WHAT IS NEEDED:
Express the rows below as a two-column CSV with the headers input and output, one line per row: its text goes in input and its answer in output. Wrap every field in double quotes and replace any line breaks inside a field with spaces.

Coordinate annotation entries:
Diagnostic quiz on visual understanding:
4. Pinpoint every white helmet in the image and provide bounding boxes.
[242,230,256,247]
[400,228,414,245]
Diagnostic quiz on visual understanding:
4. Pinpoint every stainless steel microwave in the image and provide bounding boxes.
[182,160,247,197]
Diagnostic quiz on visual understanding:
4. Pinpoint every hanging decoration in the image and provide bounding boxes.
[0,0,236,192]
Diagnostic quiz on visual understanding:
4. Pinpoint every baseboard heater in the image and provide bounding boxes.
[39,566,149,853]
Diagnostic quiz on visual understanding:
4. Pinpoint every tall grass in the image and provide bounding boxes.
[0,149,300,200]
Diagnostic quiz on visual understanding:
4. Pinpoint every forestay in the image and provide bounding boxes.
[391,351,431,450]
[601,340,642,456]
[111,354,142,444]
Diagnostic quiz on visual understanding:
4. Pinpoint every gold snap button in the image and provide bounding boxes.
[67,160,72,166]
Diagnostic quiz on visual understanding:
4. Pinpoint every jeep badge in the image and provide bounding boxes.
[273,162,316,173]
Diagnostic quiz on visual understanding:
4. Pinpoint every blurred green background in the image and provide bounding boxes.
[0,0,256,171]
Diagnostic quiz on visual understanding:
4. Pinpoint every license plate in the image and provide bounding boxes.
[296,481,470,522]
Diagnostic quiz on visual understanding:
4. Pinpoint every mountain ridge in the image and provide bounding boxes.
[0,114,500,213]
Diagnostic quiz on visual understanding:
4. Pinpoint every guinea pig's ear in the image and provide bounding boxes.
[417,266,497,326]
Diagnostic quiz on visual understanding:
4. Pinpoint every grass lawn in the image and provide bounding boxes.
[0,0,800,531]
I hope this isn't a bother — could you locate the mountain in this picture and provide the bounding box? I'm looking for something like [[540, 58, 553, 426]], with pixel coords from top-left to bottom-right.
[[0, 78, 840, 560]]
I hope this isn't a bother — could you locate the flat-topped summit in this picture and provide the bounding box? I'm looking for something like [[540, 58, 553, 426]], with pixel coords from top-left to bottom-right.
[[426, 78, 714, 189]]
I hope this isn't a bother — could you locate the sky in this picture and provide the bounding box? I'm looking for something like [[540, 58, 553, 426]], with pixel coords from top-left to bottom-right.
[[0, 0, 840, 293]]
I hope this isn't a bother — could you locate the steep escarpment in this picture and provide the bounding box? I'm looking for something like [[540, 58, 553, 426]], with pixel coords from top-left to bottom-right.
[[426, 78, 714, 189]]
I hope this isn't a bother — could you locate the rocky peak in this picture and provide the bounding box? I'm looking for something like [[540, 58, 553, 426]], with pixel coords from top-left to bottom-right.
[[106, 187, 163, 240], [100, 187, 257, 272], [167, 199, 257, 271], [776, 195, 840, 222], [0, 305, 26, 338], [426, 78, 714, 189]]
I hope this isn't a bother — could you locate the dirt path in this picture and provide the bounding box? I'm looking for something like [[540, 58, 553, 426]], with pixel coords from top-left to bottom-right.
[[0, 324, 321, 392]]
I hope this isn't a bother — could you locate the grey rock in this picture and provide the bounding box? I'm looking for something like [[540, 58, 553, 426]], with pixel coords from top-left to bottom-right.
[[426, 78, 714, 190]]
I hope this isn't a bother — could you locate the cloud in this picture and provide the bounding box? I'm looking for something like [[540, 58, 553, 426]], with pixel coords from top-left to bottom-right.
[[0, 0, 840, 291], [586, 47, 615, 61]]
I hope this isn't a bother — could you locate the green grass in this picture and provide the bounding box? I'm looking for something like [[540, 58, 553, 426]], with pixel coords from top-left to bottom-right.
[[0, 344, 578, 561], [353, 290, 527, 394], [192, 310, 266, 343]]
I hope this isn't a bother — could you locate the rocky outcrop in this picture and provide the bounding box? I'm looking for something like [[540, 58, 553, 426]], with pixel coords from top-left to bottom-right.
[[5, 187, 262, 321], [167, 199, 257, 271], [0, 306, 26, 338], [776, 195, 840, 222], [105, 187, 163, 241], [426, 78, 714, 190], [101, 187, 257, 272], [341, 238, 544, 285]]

SOLUTION TO THIS PROBLEM:
input,output
"Diagnostic quiz on visual understanding: 4. Pinpoint every white helmet in the image and provide bounding boxes.","[242,230,256,247] [400,228,414,245]"
"Diagnostic quiz on visual understanding: 4. Pinpoint every stainless steel microwave in the image and provide bounding boxes.","[182,160,247,197]"
"Diagnostic quiz on visual understanding: 4. Pinpoint every hanging decoration in the image and provide bounding boxes.","[0,0,236,192]"
"Diagnostic quiz on visual understanding: 4. Pinpoint every baseboard heater in the image and provide bounding boxes.","[39,566,149,853]"
"Diagnostic quiz on visual understanding: 4. Pinpoint every tall grass in the image and provide bounding boxes.","[0,149,300,200]"
"Diagnostic quiz on visual understanding: 4. Pinpoint every forestay in the image and provide bounding boxes.","[391,351,431,450] [601,340,642,456] [111,354,142,444]"
"Diagnostic quiz on visual understanding: 4. Pinpoint every gold snap button in the image and provide bounding boxes.","[67,160,72,166]"
"Diagnostic quiz on visual understanding: 4. Pinpoint every jeep badge in the image and provide bounding boxes.","[273,162,316,173]"
"Diagnostic quiz on visual understanding: 4. Pinpoint every blurred green background in the image and provide bounding boxes.","[0,0,256,171]"
"Diagnostic quiz on visual understanding: 4. Pinpoint every license plate in the image and provide bounding boxes.","[296,481,470,522]"
"Diagnostic quiz on visual understanding: 4. Pinpoint every mountain ridge in the image and provide bounding boxes.","[0,114,500,213]"
"Diagnostic quiz on visual understanding: 4. Pinpoint every guinea pig's ear in the image and provide bounding boxes.","[417,266,497,326]"
"Diagnostic quiz on visual understanding: 4. Pinpoint every grass lawn in the image and provide bounding boxes.","[0,0,800,531]"
"I hope this isn't a bother — could you locate the mountain in this picture and provide the bounding box? I'm looking for something like [[540, 58, 553, 426]], with pixel coords from top-left to bottom-right.","[[0, 78, 840, 560]]"
"I hope this isn't a bother — could you locate the flat-topped summit in this picture and provide the bounding box? I'm looking for something like [[540, 58, 553, 426]], with pixel coords from top-left to bottom-right.","[[426, 78, 714, 189]]"
"I hope this isn't a bother — could you locate the sky in this picture and provide the bounding box? I'm looking for something like [[540, 58, 553, 426]], with pixel coords from top-left to bottom-right.","[[0, 0, 840, 293]]"
"I hope this isn't a bother — could you locate the steep escarpment in this picture and provide the bounding box? I'm looking for something like [[540, 58, 553, 426]], with pixel coords from top-left to bottom-right.","[[426, 78, 714, 189]]"
"I hope this isn't a bother — could you locate the rocky peak in this picture and provide the bounding box? I'm looking for something like [[540, 58, 553, 426]], with pixel coords from top-left to bottom-right.","[[106, 187, 163, 240], [100, 187, 257, 272], [167, 199, 257, 271], [776, 195, 840, 222], [0, 305, 26, 338], [426, 78, 714, 189]]"
"I hope this isn't a bother — could you locate the dirt path in this picture and provide the bounding box? I'm looking for something like [[540, 58, 553, 426]], with pixel coords from top-left to bottom-right.","[[0, 324, 321, 392]]"
"I hope this isn't a bother — could you locate the grey rock in this picture and provide the bounding box? I'm looking for something like [[540, 58, 553, 426]], with pixel coords from top-left to bottom-right.","[[426, 78, 714, 190]]"
"I hope this isn't a bother — could you locate the cloud in this picture and provide the bounding box? I'm looking for something like [[540, 58, 553, 426]], with pixel coords from top-left to bottom-right.","[[0, 0, 840, 291], [586, 47, 615, 61]]"
"I hope this isn't a bother — could you locate the green grass in this picture and provide the bounding box? I'm looking for something like [[540, 58, 553, 426]], with pixel coords from top-left to bottom-right.","[[0, 344, 578, 561], [353, 290, 527, 394], [192, 310, 266, 343]]"
"I hope this isn't a bother — could you locate the rocky outcrop in this picture and provide the bounding box? I'm looking for something like [[540, 58, 553, 426]], with pixel coords from top-left to bottom-right.","[[5, 187, 262, 321], [167, 199, 257, 271], [0, 306, 26, 338], [776, 195, 840, 222], [105, 187, 163, 241], [426, 78, 714, 190], [101, 187, 257, 272], [341, 238, 544, 285]]"